Data extracted from a collection:
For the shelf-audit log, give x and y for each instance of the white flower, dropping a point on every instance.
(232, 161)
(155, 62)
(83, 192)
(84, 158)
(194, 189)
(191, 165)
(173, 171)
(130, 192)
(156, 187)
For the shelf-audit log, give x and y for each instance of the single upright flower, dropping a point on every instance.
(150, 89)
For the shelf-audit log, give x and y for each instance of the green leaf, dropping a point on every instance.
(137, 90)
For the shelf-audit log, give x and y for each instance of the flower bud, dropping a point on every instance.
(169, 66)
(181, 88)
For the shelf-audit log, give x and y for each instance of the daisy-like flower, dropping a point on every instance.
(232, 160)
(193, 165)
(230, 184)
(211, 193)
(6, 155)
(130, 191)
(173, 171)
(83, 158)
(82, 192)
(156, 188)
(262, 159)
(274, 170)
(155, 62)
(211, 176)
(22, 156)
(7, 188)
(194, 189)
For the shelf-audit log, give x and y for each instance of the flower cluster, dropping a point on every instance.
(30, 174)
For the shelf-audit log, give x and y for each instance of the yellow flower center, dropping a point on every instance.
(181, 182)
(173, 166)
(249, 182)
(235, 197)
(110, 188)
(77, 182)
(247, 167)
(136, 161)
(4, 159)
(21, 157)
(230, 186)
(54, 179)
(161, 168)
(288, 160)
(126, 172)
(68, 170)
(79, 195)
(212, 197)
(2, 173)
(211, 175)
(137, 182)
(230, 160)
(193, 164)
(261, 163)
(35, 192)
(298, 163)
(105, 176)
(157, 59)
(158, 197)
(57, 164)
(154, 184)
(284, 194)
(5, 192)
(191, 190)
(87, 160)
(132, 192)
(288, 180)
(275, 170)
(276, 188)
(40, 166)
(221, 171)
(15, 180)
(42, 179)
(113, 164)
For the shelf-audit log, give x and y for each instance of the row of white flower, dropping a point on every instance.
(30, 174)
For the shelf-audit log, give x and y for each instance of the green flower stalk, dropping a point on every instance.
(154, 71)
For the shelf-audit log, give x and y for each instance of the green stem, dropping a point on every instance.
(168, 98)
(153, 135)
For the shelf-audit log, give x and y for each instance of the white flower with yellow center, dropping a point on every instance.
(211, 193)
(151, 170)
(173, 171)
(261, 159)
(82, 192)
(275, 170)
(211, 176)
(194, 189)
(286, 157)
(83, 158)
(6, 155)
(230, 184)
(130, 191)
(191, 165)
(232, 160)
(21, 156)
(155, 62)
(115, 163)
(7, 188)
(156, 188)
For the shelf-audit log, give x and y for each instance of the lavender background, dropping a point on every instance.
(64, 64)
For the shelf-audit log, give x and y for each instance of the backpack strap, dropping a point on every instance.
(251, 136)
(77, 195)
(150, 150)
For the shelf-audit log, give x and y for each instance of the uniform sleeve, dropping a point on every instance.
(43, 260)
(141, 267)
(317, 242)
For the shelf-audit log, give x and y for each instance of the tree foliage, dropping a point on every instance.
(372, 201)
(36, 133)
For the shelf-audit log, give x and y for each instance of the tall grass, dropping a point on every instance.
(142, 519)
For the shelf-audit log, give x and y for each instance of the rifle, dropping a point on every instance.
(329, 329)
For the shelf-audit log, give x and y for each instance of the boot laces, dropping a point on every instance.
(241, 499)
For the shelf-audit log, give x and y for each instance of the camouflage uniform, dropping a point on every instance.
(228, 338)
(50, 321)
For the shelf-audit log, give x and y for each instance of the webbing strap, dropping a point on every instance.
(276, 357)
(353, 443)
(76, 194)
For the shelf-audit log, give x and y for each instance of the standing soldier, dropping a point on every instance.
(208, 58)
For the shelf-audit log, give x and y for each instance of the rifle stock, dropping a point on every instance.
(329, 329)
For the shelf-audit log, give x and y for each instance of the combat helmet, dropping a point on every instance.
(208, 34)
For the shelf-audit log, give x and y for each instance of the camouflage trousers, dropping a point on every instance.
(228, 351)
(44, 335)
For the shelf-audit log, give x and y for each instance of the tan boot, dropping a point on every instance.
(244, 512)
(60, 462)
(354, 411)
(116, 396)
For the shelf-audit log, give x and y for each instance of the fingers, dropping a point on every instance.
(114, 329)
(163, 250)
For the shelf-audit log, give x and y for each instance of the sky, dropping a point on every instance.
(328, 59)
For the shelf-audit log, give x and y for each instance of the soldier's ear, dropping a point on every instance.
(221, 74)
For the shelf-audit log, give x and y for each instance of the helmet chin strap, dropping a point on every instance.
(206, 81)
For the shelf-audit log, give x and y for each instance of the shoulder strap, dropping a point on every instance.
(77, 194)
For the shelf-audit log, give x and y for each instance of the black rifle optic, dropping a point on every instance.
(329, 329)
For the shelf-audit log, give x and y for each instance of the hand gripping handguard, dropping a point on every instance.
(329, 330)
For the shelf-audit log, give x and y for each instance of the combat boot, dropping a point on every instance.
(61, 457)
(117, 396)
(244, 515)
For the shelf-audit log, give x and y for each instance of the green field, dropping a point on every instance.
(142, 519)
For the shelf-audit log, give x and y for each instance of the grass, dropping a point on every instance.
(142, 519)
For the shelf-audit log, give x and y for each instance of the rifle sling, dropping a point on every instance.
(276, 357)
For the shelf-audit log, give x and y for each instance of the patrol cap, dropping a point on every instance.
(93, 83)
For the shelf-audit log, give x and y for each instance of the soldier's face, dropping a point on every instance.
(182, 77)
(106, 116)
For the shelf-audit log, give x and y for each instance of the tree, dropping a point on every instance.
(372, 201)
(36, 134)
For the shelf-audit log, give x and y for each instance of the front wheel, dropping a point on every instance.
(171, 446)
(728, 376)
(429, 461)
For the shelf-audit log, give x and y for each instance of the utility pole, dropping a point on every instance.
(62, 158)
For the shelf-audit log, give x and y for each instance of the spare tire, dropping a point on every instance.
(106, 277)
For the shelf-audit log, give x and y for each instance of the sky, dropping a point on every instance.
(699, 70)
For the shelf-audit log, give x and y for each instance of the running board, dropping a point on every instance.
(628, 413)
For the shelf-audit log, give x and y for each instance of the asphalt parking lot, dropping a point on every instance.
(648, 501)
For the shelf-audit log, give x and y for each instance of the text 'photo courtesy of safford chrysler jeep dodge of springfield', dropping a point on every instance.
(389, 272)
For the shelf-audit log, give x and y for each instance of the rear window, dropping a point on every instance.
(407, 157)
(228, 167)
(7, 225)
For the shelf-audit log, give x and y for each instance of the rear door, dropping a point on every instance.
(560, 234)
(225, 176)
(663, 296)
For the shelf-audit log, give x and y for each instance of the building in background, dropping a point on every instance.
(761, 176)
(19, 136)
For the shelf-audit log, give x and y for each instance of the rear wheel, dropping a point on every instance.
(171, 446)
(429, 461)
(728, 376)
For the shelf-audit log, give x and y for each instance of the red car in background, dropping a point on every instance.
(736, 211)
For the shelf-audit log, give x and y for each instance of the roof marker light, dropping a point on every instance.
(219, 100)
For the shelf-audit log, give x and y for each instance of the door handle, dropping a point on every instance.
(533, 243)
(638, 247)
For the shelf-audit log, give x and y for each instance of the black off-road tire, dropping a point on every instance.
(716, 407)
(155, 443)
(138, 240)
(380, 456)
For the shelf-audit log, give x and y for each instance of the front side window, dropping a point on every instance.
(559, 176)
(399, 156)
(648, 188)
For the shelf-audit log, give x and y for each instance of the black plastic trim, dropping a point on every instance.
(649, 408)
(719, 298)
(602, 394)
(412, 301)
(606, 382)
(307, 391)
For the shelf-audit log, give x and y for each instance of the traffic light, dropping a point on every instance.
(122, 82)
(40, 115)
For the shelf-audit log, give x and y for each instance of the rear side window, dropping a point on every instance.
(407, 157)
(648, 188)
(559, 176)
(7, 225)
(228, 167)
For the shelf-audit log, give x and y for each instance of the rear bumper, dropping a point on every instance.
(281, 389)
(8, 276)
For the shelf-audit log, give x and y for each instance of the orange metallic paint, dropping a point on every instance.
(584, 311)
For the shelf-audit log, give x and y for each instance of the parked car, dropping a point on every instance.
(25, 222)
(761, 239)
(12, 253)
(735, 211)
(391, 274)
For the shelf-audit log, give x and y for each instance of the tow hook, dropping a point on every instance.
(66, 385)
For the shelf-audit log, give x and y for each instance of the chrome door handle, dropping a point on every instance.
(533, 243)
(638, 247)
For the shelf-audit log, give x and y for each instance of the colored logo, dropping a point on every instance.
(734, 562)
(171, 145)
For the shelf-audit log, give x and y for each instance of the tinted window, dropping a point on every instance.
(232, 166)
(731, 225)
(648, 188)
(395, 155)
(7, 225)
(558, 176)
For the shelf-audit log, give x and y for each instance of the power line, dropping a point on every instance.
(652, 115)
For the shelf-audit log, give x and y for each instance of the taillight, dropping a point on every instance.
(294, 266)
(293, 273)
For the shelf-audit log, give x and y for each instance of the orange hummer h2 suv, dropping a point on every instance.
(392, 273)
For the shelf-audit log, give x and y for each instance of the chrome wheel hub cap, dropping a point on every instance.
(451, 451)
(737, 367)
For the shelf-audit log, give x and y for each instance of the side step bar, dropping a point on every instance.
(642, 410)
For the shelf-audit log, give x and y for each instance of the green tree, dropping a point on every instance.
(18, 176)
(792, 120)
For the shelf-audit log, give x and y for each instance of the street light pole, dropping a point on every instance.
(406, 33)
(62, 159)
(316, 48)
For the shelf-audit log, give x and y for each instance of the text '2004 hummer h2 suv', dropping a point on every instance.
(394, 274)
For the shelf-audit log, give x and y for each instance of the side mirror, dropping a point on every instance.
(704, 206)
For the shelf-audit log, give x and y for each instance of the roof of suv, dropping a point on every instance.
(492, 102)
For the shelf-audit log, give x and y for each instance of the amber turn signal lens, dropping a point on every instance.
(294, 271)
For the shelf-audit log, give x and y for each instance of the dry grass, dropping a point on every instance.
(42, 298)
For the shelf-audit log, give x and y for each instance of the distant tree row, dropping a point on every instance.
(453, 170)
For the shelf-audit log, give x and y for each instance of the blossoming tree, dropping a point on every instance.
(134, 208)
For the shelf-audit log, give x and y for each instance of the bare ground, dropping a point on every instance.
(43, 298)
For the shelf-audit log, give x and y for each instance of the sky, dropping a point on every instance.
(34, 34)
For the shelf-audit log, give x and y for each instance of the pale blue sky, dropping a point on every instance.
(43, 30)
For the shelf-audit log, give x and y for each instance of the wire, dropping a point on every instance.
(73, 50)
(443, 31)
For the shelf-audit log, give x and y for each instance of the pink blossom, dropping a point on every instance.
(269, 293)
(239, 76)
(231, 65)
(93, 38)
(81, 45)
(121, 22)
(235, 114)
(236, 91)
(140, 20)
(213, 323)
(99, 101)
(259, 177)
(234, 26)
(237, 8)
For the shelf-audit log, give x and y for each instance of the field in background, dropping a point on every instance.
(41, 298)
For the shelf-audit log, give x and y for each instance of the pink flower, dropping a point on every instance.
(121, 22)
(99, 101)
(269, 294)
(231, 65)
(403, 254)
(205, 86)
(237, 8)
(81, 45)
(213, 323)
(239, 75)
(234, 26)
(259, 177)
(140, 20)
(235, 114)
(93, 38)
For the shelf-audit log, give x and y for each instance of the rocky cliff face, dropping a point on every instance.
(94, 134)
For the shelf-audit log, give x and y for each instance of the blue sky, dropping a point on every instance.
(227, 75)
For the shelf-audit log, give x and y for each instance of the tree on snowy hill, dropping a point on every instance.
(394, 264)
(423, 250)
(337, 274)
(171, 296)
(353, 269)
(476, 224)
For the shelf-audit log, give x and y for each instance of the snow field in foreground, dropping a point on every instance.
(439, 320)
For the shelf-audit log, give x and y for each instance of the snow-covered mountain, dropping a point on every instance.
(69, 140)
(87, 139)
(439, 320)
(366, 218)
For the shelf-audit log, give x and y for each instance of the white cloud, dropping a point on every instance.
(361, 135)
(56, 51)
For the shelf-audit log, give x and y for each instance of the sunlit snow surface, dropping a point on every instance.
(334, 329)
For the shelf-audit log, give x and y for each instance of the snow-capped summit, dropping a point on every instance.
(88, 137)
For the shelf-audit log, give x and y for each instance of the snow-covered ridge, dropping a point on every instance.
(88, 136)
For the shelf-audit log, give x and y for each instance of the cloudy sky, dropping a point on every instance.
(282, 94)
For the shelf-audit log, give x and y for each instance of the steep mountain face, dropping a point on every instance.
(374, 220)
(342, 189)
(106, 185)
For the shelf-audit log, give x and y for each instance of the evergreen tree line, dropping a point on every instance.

§ **WHAT IS EXPECTED**:
Could you repeat the records from the line that contains "summit, dropping a point on every instance." through the end, swapping "cloudy sky" for "overcast sky" and leaving everything else unchanged?

§ **SOLUTION BELOW**:
For the shelf-audit log, give x and y for each instance of the snow-capped summit, dropping a point on every instance.
(88, 137)
For the shelf-audit log, give x and y for each instance of the snow-covered ridge, dropping a point on every instance.
(88, 136)
For the shelf-audit log, give x and y for each instance of the overcast sky, dropping a point on every instance.
(282, 94)
For the shelf-audit log, give x and y for each instance of the steep mountain face, dropping a point on every instance.
(374, 220)
(342, 189)
(106, 185)
For the shelf-audit log, give x and y for each instance of the evergreen tree line, dropping a point on every instance.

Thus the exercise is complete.